#### [Exercise task]
Reproduce the passage of the optimization-for-control text below between "Our research in" and "and non-linear systems.", inclusive.

Optimization for Control

Optimization David Brohede

The research in optimization for control is focused on optimization modeling, robust control, model predictive control, and applications.

Optimization modeling

Within optimization modeling work is carried out to develop a software framework to simplify and unify development of optimization models. Many of the tricks of the trade in, e.g., robust optimization, can be automatized, i.e., the resulting optimization problems for robust control can be derived in an automatic fashion from a high-level description. The work is gathered in the language YALMIP implemented as a MATLAB Toolbox.

Robust control

Within robust control recent work is focused on reduced order robust controller design, model reduction, and robustness analysis. Our main focus is scalable algorithms for large-scale problems. Both centralized solutions and distributed solutions are investigated. Specifically we try to make use of problem structure in dynamical systems related sparsely interconnected graphs.

Model predictive control

Our research in MPC covers control of linear, non-linear, and hybrid systems. Current focus is on high-performance real-time MPC using tailored algorithms and recent advances in hardware, analysis of closed loop properties of MPC controllers, and development of non-standard MPC formulations to efficiently deal with, e.g., reference tracking and non-linear systems.

#### [Supplied data]
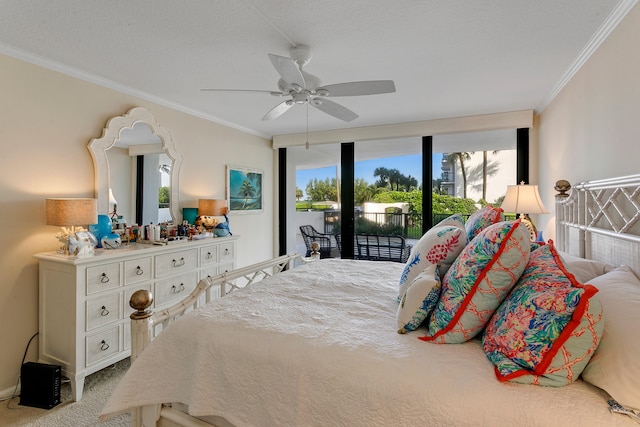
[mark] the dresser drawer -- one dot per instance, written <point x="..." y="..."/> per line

#### [Exercise result]
Our research in MPC covers control of linear, non-linear, and hybrid systems. Current focus is on high-performance real-time MPC using tailored algorithms and recent advances in hardware, analysis of closed loop properties of MPC controllers, and development of non-standard MPC formulations to efficiently deal with, e.g., reference tracking and non-linear systems.